> Instructions:
(1) Determine whether each statement below agrees with the text on paper wasp face learning. For each, answer yes or no and quote the deciding words of the text.
(a) In the latest study, each wasp was trained for 40 trials on each image.
(b) Paper wasps are less aggressive toward wasps whose faces they do not know.
(c) Both images in the T-maze were displayed at the same end of the T.
(2) In the text on paper wasp face learning, what did the 2008 study find that paper wasps use to recognize individuals of their species?
(3) Extend the text on paper wasp face learning, beginning after its final sentence.

> Document segment:
══════
Don’t judge the brain of the Paper Wasp by its size. Their brains are less than a millionth the size of human brains; but they have evolved face-learning abilities just like humans even though the two brains are structured very differently.
In a 2008 study, paper wasps were found to recognize individuals of their species by variations in their facial markings and that they are more aggressive toward wasps with faces they do not know. They found that these wasps have long memories and base their behavior on what they remember of previous social interactions. Sort of like us seeing someone and remembering that they are a jerk or a nice guy. Or, I know that guy, he stole my wallet.
In the latest study by the same University of Michigan evolutionary biologist, wasps were trained to discriminate between two different images mounted in a T-maze. One image was displayed at each end of T. Twelve wasps were trained for 40 trials on each image. The paired images included photos of normal paper wasp faces, caterpillars, geometric patterns, and computer-altered wasp faces. A reward was always associated with one image.
══════
[Dataset records]

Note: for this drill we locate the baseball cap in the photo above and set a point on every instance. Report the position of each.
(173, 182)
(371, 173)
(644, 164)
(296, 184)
══════
> Answer section:
(1)
(a) Yes: "Twelve wasps were trained for 40 trials on each image."
(b) No: "they are more aggressive toward wasps with faces they do not know."
(c) No: "One image was displayed at each end of T."

(2) They recognize individuals by variations in their facial markings.

(3)
The paper wasps learned to pick the correct unaltered wasp face about three-quarters of the time. Also interesting is that minor alterations such as removing a wasp’s antennae caused the subjects to perform much worse on facial recognition.
The ability to recognize individuals is important since queens establish communal nests and raise offspring cooperatively, but there is also a dominance hierarchy to consider. It helps to remember who you rank above and who you rank below. It also helps so that energy is not wasted on repeated aggressive encounters and likely enables the colony to run much more smoothly.